##### Excerpt provided #####

January Global Temperature Change*

January Rankings:  1880 - 2020 Temperature Record
Comparisons with 20th Century Global Average Surface Temperature
(Temperatures are not compared here with a pre-industrial baseline)

Rank

Year

Change in
Temperature*

Warmest January
2020
+1.14°C   +2.05°F
Coolest January
1893
-0.72°C   -1.30°F
    Data retrieved:
February 16, 2020

*Surface temperature changes relative to 20th Century global average (1901 - 2000)
Source data  NOAA-NCEI State of the Climate: Global Analysis  [Web + data download]

"The global land and ocean surface temperature for January 2020 was the highest in the 141-year record, with a temperature departure from average of 1.14°C (2.05°F) above the 20th century average. This value was only 0.02°C (0.04°F) higher than the now second highest January temperature departure from average set in 2016. The four warmest Januaries on record have occurred since 2016, while the 10 warmest Januaries have occurred since 2002. The only Januaries with a global land and ocean surface temperature departure from average above 1.0°C (1.8°F) occurred in 2016 and 2019.

The January global land and surface temperature departure was also the fourth highest monthly temperature departure in the 1681-month record. Only March 2016, February 2016, and December 2015 had a greater temperature departure; all months that had a strong warm phase El Niño / Southern Oscillation (ENSO) present in the tropical Pacific Ocean. ENSO, which is a periodic fluctuation in sea surface temperature and air pressure of the overlying atmosphere across the tropical Pacific Ocean, can influence global temperatures. A warm phase ENSO, also known as El Niño, tends to have a warming influence on global temperatures, while the cold phase (La Niña) tends to have a cooling influence.

However, the January 2020 global land and ocean surface temperature departure from average was the highest for any month during ENSO neutral conditions, meaning El Niño or La Niña was not present in the tropical Pacific Ocean. March 2017 (+1.08°C / +1.94°F), December 2019 (+1.05°C / +1.89°F), and February 2017 (+1.02°C / +1.84°F) were the other months where the global land and ocean surface temperature departure from average was above 1.0°C (1.8°F) during ENSO neutral conditions in the tropical Pacific Ocean."

#####

# Task brief:
Copy the passage of the January global temperature page between "Source data  NOAA-NCEI" and "2016 and 2019.", inclusive, word for word.

##### Data section #####

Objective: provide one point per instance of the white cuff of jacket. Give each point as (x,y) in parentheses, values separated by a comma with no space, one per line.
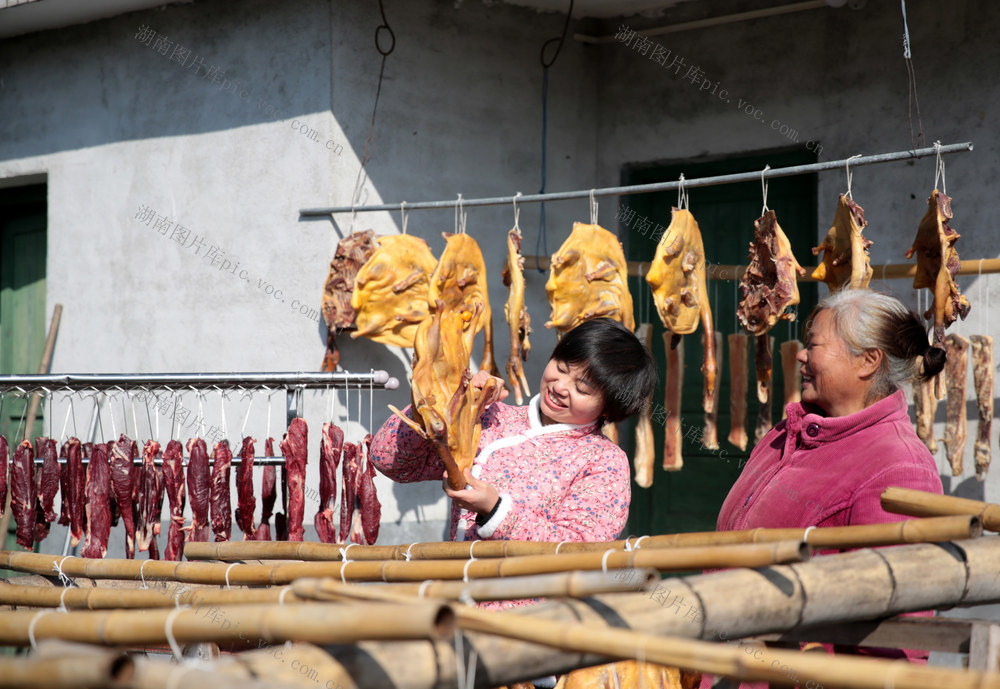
(487,529)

#####

# Solved exercise:
Source data  NOAA-NCEI State of the Climate: Global Analysis  [Web + data download]

"The global land and ocean surface temperature for January 2020 was the highest in the 141-year record, with a temperature departure from average of 1.14°C (2.05°F) above the 20th century average. This value was only 0.02°C (0.04°F) higher than the now second highest January temperature departure from average set in 2016. The four warmest Januaries on record have occurred since 2016, while the 10 warmest Januaries have occurred since 2002. The only Januaries with a global land and ocean surface temperature departure from average above 1.0°C (1.8°F) occurred in 2016 and 2019.